--- start ---
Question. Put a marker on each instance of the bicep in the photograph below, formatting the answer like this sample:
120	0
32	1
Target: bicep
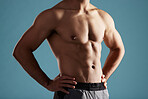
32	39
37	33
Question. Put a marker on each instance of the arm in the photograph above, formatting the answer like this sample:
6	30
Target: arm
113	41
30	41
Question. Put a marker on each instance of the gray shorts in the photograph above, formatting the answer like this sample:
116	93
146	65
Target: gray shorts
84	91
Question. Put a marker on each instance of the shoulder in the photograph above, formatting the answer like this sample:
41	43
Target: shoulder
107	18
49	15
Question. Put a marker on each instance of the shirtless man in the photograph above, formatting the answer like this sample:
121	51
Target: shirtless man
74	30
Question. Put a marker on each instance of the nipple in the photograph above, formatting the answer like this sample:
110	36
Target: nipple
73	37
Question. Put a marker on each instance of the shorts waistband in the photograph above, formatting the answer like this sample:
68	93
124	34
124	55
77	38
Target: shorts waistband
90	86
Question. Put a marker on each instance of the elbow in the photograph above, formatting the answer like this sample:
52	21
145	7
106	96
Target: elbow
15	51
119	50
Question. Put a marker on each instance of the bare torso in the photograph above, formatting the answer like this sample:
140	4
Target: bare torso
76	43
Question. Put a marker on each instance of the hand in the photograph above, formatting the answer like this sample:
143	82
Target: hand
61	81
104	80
--- end ---
--- start ---
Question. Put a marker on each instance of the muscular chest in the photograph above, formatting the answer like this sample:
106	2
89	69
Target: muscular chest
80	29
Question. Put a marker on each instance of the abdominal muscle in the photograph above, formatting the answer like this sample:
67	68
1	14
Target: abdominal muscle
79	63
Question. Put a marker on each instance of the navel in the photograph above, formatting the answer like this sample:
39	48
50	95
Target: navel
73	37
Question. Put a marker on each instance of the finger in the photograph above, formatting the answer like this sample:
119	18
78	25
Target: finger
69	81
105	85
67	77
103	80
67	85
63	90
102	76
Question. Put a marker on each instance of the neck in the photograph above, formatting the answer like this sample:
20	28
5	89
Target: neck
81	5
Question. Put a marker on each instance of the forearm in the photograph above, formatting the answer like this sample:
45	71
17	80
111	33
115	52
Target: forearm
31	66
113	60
--- end ---
--- start ---
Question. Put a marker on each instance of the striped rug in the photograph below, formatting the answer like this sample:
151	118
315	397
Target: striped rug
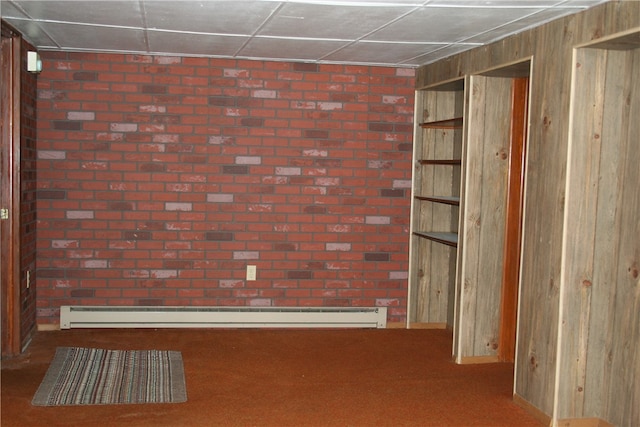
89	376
--- end ---
(AIM)
Please pick out every line of the data above that contains the word "torso".

(RESULT OF THE EXERCISE)
Question. Put a marker on each instance of the bare torso in the photograph above, formatting the answer like this sample:
Target: bare torso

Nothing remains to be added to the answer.